• [TASK DESCRIPTION]:
After locating the line that holds "# mark the region", output it and all following lines word for word, stopping only at the end of the data.

(PROVIDED DATA begins)

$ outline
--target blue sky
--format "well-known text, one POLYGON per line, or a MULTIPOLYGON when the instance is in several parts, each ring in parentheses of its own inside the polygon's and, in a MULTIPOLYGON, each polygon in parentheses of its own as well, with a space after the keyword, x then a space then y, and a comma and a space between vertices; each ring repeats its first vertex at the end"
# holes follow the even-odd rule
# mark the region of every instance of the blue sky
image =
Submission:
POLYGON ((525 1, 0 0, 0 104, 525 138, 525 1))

(PROVIDED DATA ends)

• [SOLUTION TO THE PROBLEM]:
# mark the region of every instance of the blue sky
image =
Submission:
POLYGON ((525 1, 0 0, 0 104, 525 138, 525 1))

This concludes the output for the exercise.